[Passage Boundary: Start]

Meta Platforms signed $41 billion in combined AI infrastructure agreements with Nebius Group and CoreWeave over a span that appears to be measured in weeks, not quarters. Nebius disclosed $27 billion in deals on March 16—split into a $12 billion initial tranche and $15 billion in options—while CoreWeave announced a separate $14 billion commitment the same day. Both contracts run five years. Both are compute-capacity purchase agreements, not equity stakes or joint ventures.
The deals formalize what has been visible in capex guidance since November: Meta is no longer building all its AI infrastructure in-house. Nebius, the Amsterdam-based spin-out from Yandex's cloud division, will deliver capacity starting in the second half of this year. CoreWeave, the GPU-cloud firm that went from crypto mining to enterprise AI in eighteen months, is already supplying Meta and is now locked in through 2030. Neither vendor disclosed margin structure, but both emphasized that Meta is pre-committing to fixed capacity at fixed periods, which means Meta is accepting utilization risk in exchange for supply certainty.

[Passage Boundary: End]

Questions on the material:
**1)** List every dollar amount given in the passage on Meta's AI deals.
**2)** In the passage on Meta's AI deals, when will Nebius start delivering capacity?
**3)** Carry the passage on Meta's AI deals forward from its last sentence.
The lines after this have no connection to the passage on Meta's AI deals.

[Listed entries Boundary: Start]

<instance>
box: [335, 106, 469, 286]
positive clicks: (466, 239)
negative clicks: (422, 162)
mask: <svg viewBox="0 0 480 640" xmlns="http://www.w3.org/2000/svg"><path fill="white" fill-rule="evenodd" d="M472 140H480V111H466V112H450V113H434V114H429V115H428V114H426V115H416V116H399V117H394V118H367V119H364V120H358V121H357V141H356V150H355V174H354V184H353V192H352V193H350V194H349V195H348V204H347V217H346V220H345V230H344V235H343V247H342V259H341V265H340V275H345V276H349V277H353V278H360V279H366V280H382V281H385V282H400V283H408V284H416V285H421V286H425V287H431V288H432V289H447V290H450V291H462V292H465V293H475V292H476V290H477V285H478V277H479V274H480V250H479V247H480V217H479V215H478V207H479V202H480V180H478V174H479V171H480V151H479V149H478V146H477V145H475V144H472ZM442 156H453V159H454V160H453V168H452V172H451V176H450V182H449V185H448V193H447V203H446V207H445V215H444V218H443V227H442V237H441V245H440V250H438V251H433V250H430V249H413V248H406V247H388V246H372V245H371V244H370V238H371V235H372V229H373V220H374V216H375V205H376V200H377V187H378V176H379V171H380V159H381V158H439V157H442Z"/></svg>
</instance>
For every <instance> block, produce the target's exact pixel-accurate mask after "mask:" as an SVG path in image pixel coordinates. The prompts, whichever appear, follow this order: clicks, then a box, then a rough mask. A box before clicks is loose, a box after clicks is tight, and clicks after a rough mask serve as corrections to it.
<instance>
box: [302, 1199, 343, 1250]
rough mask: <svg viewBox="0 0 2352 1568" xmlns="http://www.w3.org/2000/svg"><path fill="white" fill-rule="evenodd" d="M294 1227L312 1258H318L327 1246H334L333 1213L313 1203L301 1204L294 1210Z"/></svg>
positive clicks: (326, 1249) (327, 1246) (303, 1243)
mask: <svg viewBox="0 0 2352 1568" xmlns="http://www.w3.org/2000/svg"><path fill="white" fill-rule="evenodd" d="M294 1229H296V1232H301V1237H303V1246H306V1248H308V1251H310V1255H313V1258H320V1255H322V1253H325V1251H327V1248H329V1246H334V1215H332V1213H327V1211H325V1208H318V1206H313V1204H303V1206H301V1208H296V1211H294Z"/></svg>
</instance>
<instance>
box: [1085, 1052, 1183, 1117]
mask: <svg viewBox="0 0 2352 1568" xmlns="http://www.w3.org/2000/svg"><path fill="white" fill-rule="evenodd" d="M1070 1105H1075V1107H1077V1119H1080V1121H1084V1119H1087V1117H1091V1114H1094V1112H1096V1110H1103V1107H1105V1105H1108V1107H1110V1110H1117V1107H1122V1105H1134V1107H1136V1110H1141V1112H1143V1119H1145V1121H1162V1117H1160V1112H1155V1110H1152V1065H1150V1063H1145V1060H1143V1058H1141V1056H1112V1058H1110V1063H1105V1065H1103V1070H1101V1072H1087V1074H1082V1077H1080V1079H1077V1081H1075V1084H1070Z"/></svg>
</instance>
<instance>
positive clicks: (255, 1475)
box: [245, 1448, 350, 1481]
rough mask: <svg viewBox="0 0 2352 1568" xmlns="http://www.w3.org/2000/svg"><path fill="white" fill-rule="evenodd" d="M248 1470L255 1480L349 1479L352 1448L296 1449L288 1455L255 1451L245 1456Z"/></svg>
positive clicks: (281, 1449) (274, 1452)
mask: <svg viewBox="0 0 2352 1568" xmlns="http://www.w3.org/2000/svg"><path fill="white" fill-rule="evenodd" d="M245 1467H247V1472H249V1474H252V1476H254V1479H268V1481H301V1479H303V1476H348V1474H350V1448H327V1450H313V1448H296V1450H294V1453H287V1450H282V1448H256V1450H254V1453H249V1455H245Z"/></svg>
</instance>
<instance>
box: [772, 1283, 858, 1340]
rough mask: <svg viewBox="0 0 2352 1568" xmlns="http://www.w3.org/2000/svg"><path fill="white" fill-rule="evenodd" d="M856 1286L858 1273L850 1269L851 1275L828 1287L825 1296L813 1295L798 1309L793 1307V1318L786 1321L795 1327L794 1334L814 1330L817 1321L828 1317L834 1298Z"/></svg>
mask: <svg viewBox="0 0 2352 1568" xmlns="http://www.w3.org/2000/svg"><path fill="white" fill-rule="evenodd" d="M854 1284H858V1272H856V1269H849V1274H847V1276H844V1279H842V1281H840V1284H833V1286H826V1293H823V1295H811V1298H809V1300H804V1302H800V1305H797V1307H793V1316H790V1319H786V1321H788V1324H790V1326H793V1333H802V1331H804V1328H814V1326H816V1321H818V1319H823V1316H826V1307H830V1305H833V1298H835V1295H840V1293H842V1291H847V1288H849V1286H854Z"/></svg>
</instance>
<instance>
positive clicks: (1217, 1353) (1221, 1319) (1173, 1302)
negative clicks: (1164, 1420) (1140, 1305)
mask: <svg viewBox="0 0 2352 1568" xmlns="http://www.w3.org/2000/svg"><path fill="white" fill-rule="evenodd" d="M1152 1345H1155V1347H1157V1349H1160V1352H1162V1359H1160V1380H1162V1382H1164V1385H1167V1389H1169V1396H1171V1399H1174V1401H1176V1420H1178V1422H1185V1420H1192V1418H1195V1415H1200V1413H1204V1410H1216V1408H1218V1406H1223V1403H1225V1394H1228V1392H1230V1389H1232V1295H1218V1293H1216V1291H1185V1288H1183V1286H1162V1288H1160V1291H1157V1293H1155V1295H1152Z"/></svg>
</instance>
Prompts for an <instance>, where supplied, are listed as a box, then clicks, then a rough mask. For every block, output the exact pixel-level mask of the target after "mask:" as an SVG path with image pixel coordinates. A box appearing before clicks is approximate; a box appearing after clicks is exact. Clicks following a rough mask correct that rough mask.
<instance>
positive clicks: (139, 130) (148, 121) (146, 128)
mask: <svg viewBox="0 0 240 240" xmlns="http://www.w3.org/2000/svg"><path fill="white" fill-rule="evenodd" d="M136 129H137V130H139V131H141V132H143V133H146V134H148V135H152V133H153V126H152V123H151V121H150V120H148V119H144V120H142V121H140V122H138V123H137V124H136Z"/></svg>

[Listed entries Boundary: End]

Solved tasks:
**1)** $41 billion, $27 billion, $12 billion, $15 billion, $14 billion

**2)** Starting in the second half of this year.

**3)**
This matters because hyperscalers rarely outsource compute at this scale unless internal timelines have slipped or demand models have moved faster than construction schedules. Meta's capex guidance for 2025 sits between $60 billion and $65 billion, up from $38 billion in 2024. The $41 billion in vendor commitments represents nearly two-thirds of the lower bound, which suggests a meaningful shift in the build-versus-buy calculus. Llama 4, expected mid-year, will require training clusters in the hundreds of thousands of GPUs. Inference workloads for AI Studio, WhatsApp AI, and Ray-Ban Meta are already live and scaling faster than internal deployment can match.
The vendor split is also notable. Nebius brings deep ties to European data sovereignty frameworks and access to power grids in the Nordics and Central Europe, where energy is cheaper and cooling is structural. CoreWeave brings speed: the company can provision 10,000 GPUs in weeks, not quarters, by leveraging colocation partnerships and pre-negotiated power agreements with utilities in the U.S. and Canada. Meta is effectively buying geographic and operational optionality, hedging against single-region power constraints and permitting delays that have already pushed some U.S. data center timelines into 2027.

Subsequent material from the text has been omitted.